### What this task involves
Output exactly the lines from the line with "Please indicate the large chalet" through the end of the records below. Include nothing else.

Stored items:

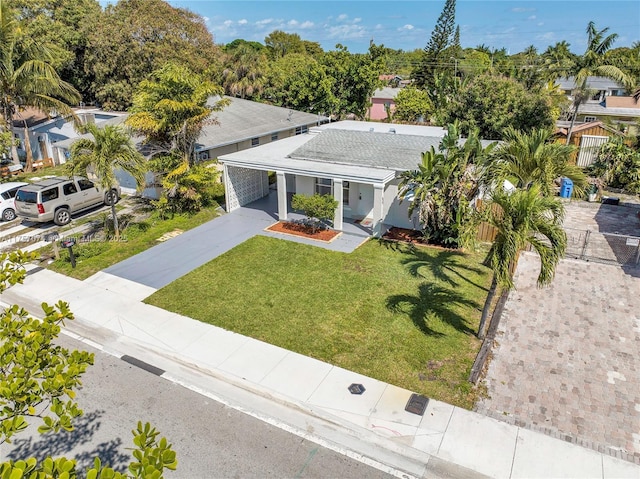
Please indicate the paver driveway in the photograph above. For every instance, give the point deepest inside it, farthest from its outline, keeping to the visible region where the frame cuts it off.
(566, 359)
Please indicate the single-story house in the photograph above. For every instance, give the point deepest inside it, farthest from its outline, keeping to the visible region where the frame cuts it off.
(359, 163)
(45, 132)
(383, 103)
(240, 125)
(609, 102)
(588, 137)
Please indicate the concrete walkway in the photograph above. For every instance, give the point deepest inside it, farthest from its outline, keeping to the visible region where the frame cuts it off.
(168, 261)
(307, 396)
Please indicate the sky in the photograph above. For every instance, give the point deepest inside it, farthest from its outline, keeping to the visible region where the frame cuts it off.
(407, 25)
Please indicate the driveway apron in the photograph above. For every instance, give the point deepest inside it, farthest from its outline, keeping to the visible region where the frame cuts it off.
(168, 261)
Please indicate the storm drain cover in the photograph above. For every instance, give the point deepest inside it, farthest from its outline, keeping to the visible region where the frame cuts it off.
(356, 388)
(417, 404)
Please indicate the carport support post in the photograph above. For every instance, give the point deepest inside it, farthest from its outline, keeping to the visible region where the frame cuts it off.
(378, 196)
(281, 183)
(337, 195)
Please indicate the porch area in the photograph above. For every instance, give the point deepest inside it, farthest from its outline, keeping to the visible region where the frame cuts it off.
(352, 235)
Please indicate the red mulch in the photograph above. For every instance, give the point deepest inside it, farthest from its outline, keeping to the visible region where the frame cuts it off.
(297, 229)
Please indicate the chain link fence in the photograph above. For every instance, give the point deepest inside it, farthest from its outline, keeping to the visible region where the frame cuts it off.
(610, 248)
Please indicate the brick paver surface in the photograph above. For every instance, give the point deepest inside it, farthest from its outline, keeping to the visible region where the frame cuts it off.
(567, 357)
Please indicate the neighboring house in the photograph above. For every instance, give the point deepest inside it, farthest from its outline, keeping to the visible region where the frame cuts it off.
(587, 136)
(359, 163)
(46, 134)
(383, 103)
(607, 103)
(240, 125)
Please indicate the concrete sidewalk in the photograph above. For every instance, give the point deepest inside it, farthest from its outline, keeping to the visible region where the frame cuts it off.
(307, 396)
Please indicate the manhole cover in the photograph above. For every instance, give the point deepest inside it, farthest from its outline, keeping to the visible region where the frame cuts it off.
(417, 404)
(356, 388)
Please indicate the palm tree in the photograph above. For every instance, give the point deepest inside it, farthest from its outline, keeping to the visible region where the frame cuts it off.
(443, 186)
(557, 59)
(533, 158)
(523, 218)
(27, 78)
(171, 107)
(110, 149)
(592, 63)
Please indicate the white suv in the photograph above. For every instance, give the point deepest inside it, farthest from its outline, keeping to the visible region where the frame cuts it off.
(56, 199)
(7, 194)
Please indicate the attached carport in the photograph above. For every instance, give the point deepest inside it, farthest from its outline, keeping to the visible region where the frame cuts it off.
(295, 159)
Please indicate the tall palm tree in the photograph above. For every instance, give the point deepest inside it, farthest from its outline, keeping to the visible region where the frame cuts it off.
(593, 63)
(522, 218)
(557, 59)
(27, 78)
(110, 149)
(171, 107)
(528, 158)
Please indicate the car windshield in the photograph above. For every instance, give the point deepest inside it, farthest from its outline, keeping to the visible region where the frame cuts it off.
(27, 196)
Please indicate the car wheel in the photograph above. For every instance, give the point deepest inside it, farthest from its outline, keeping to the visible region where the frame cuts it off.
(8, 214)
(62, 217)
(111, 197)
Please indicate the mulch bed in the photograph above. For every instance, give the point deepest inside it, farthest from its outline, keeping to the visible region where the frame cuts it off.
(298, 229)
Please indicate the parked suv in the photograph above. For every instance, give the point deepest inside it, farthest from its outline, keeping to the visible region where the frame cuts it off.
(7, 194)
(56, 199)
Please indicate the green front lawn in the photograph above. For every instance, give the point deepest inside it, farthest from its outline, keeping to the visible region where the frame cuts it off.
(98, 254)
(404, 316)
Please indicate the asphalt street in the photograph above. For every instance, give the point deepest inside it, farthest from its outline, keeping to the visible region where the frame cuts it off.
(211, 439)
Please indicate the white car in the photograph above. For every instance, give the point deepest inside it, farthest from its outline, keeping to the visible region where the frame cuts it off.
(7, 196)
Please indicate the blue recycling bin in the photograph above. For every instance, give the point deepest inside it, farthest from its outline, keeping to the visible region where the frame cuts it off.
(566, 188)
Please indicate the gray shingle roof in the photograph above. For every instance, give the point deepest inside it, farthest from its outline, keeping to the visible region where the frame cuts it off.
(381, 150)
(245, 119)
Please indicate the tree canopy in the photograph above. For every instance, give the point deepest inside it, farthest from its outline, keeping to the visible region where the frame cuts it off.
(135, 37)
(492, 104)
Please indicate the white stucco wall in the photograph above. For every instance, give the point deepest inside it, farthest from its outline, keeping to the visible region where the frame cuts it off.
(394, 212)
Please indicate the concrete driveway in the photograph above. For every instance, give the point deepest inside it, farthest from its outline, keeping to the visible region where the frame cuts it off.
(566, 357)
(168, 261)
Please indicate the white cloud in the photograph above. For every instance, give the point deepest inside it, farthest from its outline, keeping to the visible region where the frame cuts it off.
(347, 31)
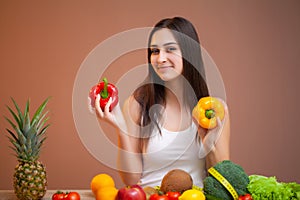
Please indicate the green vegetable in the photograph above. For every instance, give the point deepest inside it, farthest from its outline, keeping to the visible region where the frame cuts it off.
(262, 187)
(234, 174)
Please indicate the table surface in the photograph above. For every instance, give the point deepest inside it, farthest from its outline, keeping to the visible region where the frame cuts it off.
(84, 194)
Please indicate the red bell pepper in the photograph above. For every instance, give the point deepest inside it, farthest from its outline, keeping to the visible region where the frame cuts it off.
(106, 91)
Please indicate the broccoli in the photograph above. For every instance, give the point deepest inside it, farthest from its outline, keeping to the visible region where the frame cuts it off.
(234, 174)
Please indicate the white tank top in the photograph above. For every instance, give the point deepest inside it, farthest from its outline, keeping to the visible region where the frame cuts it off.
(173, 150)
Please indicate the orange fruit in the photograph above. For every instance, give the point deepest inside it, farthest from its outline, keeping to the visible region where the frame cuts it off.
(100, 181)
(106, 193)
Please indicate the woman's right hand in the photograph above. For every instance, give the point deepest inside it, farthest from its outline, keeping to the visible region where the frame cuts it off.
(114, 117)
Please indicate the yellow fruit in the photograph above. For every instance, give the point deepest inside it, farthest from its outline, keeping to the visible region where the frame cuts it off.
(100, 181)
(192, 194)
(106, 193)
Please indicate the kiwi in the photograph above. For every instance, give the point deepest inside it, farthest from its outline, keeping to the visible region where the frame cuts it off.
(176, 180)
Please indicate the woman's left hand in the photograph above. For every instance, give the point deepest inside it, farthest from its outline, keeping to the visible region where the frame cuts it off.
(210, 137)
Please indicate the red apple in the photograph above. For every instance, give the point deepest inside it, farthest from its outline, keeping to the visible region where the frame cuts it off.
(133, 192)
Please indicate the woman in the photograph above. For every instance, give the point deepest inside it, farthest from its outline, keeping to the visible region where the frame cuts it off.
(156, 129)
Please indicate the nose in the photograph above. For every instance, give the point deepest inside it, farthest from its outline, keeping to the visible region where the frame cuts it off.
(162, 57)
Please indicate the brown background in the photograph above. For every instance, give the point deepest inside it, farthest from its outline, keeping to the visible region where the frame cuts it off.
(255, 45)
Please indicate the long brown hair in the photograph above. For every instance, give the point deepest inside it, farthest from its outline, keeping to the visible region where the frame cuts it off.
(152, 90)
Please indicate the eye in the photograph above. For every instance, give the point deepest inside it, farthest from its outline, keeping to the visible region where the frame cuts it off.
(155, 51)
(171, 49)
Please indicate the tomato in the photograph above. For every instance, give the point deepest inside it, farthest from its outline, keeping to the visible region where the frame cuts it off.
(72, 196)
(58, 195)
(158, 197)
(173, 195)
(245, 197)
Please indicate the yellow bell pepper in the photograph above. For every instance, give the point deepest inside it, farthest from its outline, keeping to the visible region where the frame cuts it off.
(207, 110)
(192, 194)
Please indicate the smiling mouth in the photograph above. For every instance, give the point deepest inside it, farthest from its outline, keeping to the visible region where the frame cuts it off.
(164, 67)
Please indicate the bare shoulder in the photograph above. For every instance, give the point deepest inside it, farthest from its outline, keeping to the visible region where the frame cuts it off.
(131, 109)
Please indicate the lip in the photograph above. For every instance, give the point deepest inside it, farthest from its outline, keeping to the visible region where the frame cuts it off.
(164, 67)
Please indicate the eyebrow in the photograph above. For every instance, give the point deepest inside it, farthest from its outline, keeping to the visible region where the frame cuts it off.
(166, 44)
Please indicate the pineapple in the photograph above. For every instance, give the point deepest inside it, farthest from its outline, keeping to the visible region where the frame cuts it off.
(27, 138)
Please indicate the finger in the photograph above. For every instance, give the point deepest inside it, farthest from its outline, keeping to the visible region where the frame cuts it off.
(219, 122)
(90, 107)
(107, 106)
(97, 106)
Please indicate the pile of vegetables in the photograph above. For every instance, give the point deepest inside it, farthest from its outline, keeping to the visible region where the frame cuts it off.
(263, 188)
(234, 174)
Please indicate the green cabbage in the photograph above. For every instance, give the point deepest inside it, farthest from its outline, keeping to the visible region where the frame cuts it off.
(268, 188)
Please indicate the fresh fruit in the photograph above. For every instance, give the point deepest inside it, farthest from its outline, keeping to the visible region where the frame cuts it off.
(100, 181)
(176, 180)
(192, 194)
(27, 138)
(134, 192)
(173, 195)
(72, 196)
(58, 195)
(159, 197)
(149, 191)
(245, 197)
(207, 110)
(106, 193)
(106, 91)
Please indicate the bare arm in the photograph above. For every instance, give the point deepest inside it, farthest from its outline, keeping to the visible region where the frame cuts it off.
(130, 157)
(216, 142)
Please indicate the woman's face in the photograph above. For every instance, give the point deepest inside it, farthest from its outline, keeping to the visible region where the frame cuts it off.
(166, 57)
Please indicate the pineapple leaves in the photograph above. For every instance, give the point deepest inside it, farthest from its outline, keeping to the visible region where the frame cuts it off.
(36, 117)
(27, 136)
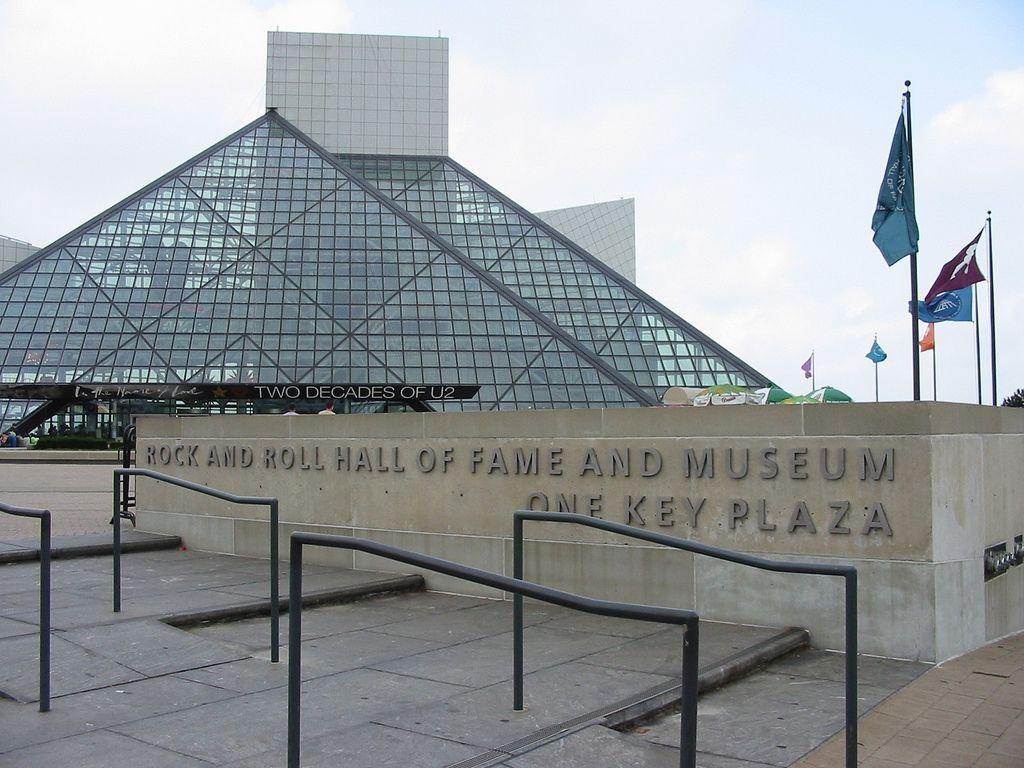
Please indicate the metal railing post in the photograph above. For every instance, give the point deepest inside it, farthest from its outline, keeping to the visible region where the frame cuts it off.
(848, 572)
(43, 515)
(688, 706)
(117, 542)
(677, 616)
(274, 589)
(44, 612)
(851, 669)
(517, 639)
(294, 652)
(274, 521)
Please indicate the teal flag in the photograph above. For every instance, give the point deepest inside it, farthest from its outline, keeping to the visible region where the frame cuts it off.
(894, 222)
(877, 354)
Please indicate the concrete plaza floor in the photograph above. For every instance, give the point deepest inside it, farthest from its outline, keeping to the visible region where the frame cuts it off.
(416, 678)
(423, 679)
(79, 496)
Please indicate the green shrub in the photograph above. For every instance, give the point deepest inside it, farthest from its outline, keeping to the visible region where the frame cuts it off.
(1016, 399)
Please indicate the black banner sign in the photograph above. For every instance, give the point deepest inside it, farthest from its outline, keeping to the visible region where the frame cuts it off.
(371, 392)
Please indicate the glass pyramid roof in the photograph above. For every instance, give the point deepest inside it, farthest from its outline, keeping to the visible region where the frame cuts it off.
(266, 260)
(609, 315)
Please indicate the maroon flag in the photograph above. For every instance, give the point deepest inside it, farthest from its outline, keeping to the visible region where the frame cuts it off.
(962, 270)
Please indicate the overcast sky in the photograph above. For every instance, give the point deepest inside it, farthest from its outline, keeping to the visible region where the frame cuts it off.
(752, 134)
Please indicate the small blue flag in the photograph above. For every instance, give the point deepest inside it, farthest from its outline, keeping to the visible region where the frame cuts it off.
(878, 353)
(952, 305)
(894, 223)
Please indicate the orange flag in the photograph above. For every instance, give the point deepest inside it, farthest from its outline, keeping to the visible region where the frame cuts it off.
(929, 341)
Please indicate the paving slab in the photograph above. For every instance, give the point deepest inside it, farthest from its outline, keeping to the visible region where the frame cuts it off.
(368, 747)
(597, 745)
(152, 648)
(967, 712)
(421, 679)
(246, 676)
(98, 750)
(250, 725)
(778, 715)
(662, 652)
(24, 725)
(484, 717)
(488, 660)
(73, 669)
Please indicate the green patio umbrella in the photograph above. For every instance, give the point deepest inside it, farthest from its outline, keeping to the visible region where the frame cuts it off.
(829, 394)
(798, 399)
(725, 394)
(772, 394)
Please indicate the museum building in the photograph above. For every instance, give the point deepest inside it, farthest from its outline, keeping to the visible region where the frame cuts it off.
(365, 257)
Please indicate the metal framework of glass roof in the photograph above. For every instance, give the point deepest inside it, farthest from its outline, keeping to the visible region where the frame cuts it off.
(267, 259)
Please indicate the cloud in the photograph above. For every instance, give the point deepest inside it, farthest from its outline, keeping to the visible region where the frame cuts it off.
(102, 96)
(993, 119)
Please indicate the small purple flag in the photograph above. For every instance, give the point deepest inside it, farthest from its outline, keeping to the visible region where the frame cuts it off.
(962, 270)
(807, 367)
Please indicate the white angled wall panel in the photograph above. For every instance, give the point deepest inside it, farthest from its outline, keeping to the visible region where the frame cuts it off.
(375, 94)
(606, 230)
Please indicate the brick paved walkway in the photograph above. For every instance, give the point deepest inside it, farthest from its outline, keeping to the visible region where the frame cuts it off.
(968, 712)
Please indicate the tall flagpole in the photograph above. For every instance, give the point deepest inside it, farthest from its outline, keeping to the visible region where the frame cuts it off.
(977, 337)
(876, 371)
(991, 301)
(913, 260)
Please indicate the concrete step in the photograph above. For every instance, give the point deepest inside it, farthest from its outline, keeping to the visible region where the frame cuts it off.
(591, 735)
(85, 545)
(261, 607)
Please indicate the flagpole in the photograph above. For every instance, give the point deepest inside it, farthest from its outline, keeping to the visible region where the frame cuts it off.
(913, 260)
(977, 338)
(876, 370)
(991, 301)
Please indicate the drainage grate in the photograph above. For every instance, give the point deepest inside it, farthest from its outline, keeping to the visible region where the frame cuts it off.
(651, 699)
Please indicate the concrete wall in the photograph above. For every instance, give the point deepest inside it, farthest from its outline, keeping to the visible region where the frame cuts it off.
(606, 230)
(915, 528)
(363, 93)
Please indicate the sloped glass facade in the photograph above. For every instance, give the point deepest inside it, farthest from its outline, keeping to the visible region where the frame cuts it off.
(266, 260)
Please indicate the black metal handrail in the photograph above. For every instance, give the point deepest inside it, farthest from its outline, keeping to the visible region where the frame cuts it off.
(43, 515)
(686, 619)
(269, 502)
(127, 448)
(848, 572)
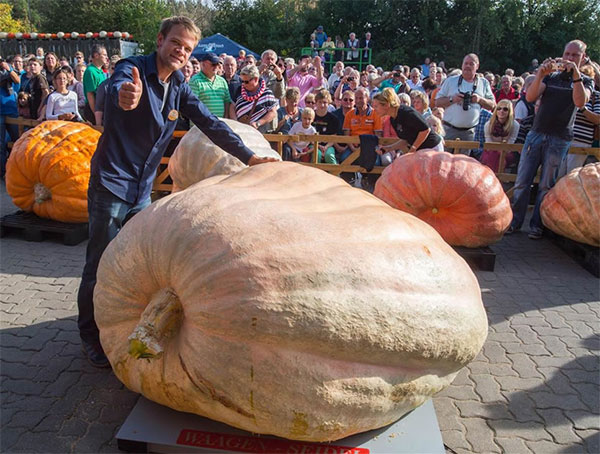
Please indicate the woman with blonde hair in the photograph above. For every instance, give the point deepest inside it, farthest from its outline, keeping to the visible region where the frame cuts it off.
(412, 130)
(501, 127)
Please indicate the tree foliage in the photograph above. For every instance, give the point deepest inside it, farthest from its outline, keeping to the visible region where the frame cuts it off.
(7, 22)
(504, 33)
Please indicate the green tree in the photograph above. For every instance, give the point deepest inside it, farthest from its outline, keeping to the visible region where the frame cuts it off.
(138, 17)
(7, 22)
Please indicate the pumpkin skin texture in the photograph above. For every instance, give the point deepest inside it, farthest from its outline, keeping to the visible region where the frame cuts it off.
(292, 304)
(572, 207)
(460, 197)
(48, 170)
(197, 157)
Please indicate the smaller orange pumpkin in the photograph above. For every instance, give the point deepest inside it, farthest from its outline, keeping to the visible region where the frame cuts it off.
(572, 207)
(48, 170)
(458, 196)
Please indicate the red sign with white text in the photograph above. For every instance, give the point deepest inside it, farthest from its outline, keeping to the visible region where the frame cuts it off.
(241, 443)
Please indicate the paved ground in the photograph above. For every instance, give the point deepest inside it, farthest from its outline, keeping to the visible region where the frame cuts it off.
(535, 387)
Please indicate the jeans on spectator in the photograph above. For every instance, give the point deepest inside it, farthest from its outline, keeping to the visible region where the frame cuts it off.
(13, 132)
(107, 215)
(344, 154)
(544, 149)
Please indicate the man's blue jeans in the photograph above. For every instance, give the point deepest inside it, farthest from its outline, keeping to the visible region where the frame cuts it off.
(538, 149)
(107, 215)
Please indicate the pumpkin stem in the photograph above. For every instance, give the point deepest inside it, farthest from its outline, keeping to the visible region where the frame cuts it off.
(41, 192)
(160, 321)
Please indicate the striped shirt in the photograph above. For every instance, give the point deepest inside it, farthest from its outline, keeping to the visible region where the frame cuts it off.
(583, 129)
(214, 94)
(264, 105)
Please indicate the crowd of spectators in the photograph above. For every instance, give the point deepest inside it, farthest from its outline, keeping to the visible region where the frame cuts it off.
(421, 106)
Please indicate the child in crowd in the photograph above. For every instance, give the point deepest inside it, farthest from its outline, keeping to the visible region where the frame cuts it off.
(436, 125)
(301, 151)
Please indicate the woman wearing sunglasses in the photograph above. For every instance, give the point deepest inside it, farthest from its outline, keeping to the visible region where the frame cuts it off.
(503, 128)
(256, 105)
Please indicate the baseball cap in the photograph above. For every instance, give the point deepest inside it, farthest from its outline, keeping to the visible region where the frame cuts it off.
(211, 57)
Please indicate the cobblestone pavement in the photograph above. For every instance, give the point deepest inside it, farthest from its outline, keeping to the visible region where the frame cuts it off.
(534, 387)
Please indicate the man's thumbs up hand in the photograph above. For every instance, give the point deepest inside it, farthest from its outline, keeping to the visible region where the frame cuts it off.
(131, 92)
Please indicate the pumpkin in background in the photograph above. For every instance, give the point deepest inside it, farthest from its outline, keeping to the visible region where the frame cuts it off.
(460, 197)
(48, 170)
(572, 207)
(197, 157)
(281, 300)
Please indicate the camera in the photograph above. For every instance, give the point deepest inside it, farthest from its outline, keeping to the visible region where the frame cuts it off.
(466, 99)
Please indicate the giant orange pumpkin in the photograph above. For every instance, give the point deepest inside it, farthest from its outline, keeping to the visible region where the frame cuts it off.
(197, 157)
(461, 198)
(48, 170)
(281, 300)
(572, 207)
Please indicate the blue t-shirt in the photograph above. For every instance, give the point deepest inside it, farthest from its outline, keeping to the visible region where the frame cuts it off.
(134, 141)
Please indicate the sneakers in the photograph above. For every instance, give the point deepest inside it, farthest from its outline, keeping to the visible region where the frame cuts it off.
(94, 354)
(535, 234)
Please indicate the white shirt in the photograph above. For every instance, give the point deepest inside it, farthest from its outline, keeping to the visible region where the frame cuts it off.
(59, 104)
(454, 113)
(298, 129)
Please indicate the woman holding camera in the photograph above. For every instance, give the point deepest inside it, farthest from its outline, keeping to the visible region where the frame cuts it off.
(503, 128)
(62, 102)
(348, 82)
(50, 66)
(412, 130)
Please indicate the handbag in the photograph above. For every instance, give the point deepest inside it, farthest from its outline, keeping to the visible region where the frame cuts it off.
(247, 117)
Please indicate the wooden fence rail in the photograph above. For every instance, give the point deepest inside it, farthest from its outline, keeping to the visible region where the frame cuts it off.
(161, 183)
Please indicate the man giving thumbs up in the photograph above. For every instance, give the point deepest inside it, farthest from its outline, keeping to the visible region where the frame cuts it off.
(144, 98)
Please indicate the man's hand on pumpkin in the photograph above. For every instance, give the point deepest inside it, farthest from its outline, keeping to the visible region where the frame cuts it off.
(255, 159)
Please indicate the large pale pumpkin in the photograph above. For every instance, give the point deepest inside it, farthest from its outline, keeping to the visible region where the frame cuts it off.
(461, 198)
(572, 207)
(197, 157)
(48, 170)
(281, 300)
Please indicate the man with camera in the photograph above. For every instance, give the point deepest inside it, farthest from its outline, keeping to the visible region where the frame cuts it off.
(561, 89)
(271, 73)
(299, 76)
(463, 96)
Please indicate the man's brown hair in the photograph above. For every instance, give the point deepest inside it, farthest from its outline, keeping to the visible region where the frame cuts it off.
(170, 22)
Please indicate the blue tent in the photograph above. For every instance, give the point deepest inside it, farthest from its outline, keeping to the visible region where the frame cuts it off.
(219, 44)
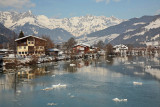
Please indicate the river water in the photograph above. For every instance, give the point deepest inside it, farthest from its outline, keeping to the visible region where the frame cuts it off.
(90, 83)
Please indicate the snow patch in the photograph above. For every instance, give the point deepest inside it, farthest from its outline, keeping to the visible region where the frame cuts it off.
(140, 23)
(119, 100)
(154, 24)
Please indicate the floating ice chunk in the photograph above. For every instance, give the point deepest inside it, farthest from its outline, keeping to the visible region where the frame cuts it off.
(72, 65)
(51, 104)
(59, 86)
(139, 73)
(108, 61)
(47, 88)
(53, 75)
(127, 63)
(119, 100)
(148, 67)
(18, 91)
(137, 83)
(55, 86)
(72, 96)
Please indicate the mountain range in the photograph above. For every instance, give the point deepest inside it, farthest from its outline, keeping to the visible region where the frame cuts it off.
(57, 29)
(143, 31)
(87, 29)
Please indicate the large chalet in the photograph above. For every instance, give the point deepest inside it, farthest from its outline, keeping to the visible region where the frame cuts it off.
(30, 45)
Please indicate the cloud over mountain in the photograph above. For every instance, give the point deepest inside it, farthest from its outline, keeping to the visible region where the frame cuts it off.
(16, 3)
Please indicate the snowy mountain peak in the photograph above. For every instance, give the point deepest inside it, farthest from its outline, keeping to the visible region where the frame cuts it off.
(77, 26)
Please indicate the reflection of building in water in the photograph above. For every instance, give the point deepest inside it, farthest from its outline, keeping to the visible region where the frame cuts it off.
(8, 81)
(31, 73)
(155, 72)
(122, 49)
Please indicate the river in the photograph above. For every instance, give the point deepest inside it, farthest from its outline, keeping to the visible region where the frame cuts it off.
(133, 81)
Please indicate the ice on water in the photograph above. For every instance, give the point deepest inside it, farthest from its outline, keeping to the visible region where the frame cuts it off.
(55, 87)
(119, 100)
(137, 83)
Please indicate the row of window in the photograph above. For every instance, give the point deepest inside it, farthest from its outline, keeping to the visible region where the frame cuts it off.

### Exercise output
Please indicate the large chalet in the photograph above. For every instance, give the point deepest inside it, farthest from its outline, keeping to the visible region where the frame cuts it off.
(30, 45)
Please indicate the cloud over mountain in the photograph above. For every instance, give the point deepest inside it, farthest from its outline, keeping to the visible region where the frame cuts it off.
(16, 3)
Please indicate the snowy mountain peak in the photograph above. For every instance, give the point deepest inside it, farthest from its outline, keeping to the visible region where the frame cuts it off.
(77, 26)
Please indicate the reflection of building in water in the photograph above. For every instance, give the point deepest inside it, farthest from its outline, keeping to the visible region where the frame cuts it off.
(8, 81)
(31, 73)
(155, 72)
(122, 49)
Please indicate the river in the photograph above. For every instance, give the point deepest inside it, farthest from its outline, keeping to the visible region where the frame cuts it off.
(133, 81)
Please indicate the ice on water in the photograph above. For every instance, give the point deepest inside it, farthest from its outline, keeping to the visible region where the frame cuts it off.
(55, 87)
(119, 100)
(137, 83)
Please indicate the row of window in the photograph above. For every instance, give the point deepest inside it, farthest from its outline, keeping to the visible region where the frame cuts it off.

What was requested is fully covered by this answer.